13 fev, 2016 - 00:00 • Maria João Costa
Ser escritor é um “fado bom”, diz João de Melo. Para Katia Guerreiro, ser fadista “é ter na voz e na alma a vontade de dar, partilhar e estar com muita intensidade”. Eis os dois convidados de mais uma edição do “Ensaio Geral” gravado ao vivo na Livraria Ferin, numa parceria entre a Renascença, a Booktailors e a Ferin.
A unir os dois convidados está, além de uma amizade, a paixão pelos Açores. João de Melo, que venceu recentemente o Prémio Vergílio Ferreira, é natural de São Miguel, nos Açores. Já Katia Guerreiro, que diz ter nascido na África do Sul por acaso, foi levada para os Açores quando tinha apenas 11 meses.
O arquipélago que os une é, para Katia Guerreiro, um factor de criação. A fadista explicou no “Ensaio Geral” da Renascença que “a insularidade açoriana dá a quem lá vive uma fortíssima inspiração, uma poesia na forma de estar e viver que acaba por se transformar numa expressão artística”.
A fadista justifica esse terreno fértil: “Viver junto daquele mar, com aquele verde que tem tantas tonalidade, viver junto daquela paz que inquieta, um mar que se revolta e estar junto de gente que vive em paz com a natureza mas em revolta pela solidão provoca uma série de tormentas interiores” que impelem a criar.
João de Melo, que não poderia estar mais de acordo, acrescenta que, como escritor, “os Açores foram uma hipótese de criar todo um imaginário. Quando se lida com as palavras e se cria uma linguagem que é a função do escritor, os Açores são como uma metáfora do mundo”.
O autor de “Gente Feliz com Lágrimas" tem um novo livro intitulado "Os Navios Da Noite". No programa “Ensaio Geral” descreveu como nasceu esta compilação de contos agora editados pela D. Quixote. João de Melo quis escrever sobre os vencidos da vida, contrariando a ideia de que a História é sempre dos vencedores.
"Renascimento do fado começou no estrangeiro"
Questionada sobre o fado Património Imaterial da Humanidade, a fadista que também é médica de profissão considerou que “o título não veio trazer nada ao fado, senão em Portugal”.

O que produzir: Reescreva o trecho do texto de “João de Melo, que não” a “sempre dos vencedores.”, substituindo “metáfora” por “imagem”.

Dados de origem:
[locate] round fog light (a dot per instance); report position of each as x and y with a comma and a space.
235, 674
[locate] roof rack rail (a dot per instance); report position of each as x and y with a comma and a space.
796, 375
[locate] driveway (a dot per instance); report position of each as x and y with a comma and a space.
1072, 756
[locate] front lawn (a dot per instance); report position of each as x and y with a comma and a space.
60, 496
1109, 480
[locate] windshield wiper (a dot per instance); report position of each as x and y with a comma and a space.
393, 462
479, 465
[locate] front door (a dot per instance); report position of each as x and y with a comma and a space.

--

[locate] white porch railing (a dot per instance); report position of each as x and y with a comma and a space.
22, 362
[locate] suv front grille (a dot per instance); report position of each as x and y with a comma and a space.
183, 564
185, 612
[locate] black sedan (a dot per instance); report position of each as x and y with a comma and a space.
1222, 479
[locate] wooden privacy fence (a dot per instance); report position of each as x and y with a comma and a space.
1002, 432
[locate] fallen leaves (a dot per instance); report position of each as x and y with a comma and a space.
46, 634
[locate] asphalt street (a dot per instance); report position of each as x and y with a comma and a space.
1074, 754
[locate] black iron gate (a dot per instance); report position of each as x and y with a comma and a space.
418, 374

Solução do problema:
João de Melo, que não poderia estar mais de acordo, acrescenta que, como escritor, “os Açores foram uma hipótese de criar todo um imaginário. Quando se lida com as palavras e se cria uma linguagem que é a função do escritor, os Açores são como uma imagem do mundo”.
O autor de “Gente Feliz com Lágrimas" tem um novo livro intitulado "Os Navios Da Noite". No programa “Ensaio Geral” descreveu como nasceu esta compilação de contos agora editados pela D. Quixote. João de Melo quis escrever sobre os vencidos da vida, contrariando a ideia de que a História é sempre dos vencedores.